In announcing his run Dec. 3, 2012, Pridemore criticized school performance, taking particular aim at the district in Wisconsin’s largest city, Milwaukee Public Schools.
The eight-year suburban lawmaker said "86 percent of MPS students are behind in reading and 80 percent are behind in math."
Milwaukee Public Schools is a popular target.
But are the vast majority of its students lagging in reading and math?
When we asked Pridemore to back up his claim, he cited an Oct. 24, 2012, article in the Milwaukee Journal Sentinel. The article reported on recalculations done by the Department of Public Instruction, the agency Evers heads, on a statewide student tests.
The recalculations were done on 2011 scores for the Wisconsin Knowledge and Concepts Examination, which is given each fall. As the Journal Sentinel explained, DPI raised expectations for performance to match those of a respected national exam.
The recalibration meant that essentially overnight, there was a large increase in the number of students who were rated as non-proficient -- even though their performance on the test didn’t change.
Statewide, under the old standard for scoring the 2011 WKCE tests, 18 percent of students failed to score as proficient or advanced in reading. But the figure rose to 64 percent under the new standard.
In math, the non-proficiency figure rose from 22 percent under the old standard to 52 percent under the new.
Milwaukee Public Schools students fared worse.
Under the old standard, nearly 42 percent of MPS students were scored as not proficient in reading. But under the new standard, the figure climbed to 86 percent.
In math, nearly 41 percent of MPS students were rated as not proficient under the old standard. That rose to just over 80 percent under the new standard.
Milwaukee Public Schools spokesman Tony Tagliavia acknowledged the accuracy of the figures, but pointed out that the percentages of students in Milwaukee voucher, or choice, schools rated as not proficient were even higher in reading (90 percent) and math (88 percent). He said it was important to cite the performance of private schools that get public funding since they are "pitched as the solution to issues with MPS."

▶ **Data extract**

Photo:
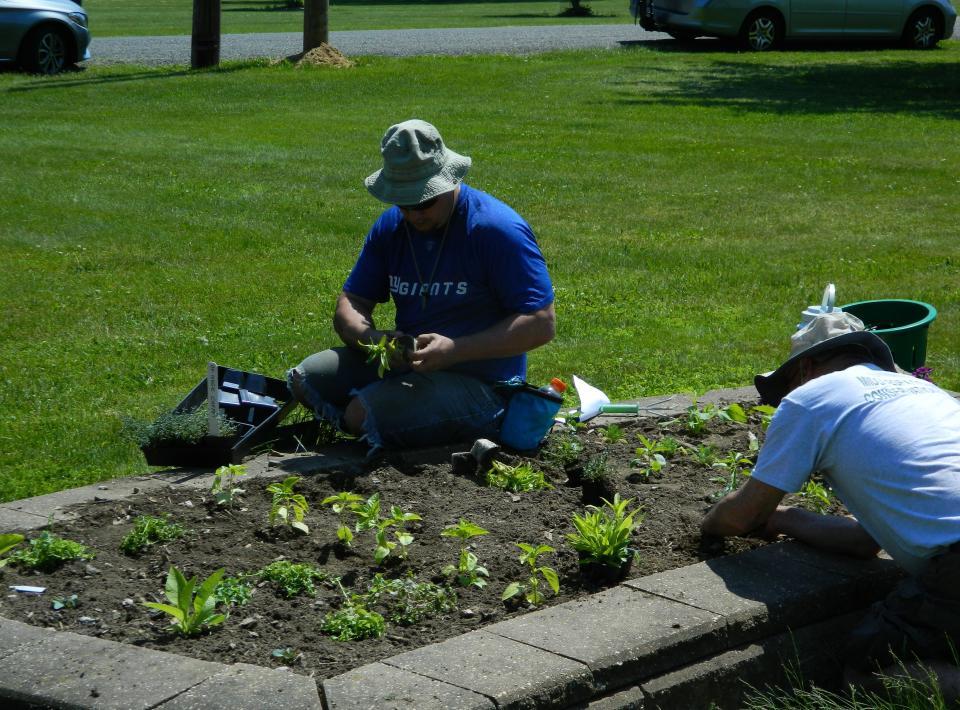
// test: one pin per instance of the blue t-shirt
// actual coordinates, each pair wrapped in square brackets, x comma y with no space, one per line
[489,267]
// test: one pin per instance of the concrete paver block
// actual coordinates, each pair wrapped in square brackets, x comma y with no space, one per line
[69,670]
[384,687]
[623,635]
[247,686]
[512,674]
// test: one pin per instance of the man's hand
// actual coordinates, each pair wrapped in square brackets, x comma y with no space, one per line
[434,352]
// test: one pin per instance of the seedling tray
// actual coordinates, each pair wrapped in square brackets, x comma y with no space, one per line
[220,450]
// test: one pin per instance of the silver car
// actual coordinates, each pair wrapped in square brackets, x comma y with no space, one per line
[762,25]
[43,36]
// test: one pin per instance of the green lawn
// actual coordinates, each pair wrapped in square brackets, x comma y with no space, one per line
[689,205]
[174,17]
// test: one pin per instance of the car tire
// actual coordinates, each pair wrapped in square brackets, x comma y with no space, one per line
[46,50]
[762,31]
[923,29]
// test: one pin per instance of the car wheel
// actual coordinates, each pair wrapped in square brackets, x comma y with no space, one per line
[922,30]
[45,51]
[762,31]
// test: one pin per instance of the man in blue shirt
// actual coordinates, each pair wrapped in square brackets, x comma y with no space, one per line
[471,292]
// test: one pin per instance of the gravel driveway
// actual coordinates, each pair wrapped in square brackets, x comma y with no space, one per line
[396,43]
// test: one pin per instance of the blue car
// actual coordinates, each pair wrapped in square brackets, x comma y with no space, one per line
[43,36]
[761,25]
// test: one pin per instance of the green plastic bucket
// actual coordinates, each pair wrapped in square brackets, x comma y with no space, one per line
[901,324]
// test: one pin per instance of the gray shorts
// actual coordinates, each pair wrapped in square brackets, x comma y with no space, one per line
[404,409]
[920,619]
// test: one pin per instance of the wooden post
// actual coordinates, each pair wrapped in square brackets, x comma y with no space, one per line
[205,41]
[316,23]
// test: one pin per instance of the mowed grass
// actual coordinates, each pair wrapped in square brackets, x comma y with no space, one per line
[689,205]
[175,17]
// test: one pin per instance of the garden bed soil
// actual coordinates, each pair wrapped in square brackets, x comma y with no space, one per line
[112,587]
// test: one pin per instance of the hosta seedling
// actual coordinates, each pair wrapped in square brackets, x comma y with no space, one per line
[193,608]
[530,588]
[287,506]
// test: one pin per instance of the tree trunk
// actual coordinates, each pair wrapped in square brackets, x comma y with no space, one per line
[316,25]
[205,41]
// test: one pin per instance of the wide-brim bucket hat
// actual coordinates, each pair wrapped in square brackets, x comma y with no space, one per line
[828,331]
[417,166]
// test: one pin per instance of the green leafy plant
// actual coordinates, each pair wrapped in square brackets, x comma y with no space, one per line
[224,488]
[603,533]
[47,552]
[233,591]
[71,602]
[341,503]
[176,427]
[353,621]
[382,352]
[403,538]
[519,478]
[530,589]
[149,530]
[411,601]
[8,541]
[193,609]
[293,578]
[613,434]
[287,506]
[468,571]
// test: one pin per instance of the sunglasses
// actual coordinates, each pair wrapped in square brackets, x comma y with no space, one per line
[425,205]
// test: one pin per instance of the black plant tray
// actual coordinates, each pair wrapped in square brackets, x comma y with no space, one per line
[220,450]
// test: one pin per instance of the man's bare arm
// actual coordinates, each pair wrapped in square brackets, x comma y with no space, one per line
[516,334]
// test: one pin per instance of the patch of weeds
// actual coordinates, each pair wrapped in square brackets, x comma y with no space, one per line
[47,552]
[293,578]
[150,530]
[517,479]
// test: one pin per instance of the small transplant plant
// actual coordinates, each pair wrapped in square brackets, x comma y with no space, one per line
[8,541]
[603,533]
[193,608]
[516,479]
[353,621]
[287,506]
[47,552]
[224,488]
[149,530]
[468,571]
[530,588]
[408,601]
[341,504]
[382,352]
[292,578]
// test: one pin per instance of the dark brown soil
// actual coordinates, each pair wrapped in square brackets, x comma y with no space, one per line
[112,587]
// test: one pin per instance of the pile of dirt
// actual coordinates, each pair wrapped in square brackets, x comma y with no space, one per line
[582,465]
[324,55]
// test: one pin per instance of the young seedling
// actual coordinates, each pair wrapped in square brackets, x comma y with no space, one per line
[149,530]
[224,489]
[403,538]
[531,587]
[292,578]
[341,503]
[8,541]
[468,571]
[47,552]
[288,506]
[353,621]
[516,479]
[193,609]
[603,533]
[382,353]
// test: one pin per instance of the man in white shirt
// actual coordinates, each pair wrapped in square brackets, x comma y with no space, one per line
[889,446]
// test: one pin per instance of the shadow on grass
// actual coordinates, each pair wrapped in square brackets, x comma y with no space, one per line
[887,84]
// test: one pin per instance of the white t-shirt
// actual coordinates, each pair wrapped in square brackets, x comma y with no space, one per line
[887,443]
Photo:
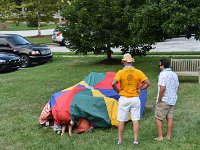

▶ **Job 1**
Translate this sentence from the passage on Milwaukee test scores into Spanish: "Milwaukee Public Schools students fared worse."
▶ **Job 2**
Carry on the passage on Milwaukee test scores from its last sentence.

▶ **Written reply 1**
A los estudiantes de Milwaukee Public Schools les fue peor.

▶ **Written reply 2**
But we’re not testing a claim about voucher schools -- we’re testing Pridemore’s claim about MPS students’ proficiency in reading and math.
Pridemore said that among Milwaukee Public Schools students, "86 percent are behind in reading and 80 percent are behind in math."
We would note that the figures are as high as they not because of a change in student performance, but a change in the way the state scores a test.
Nevertheless, Pridemore states the figures accurately and we rate his statement True.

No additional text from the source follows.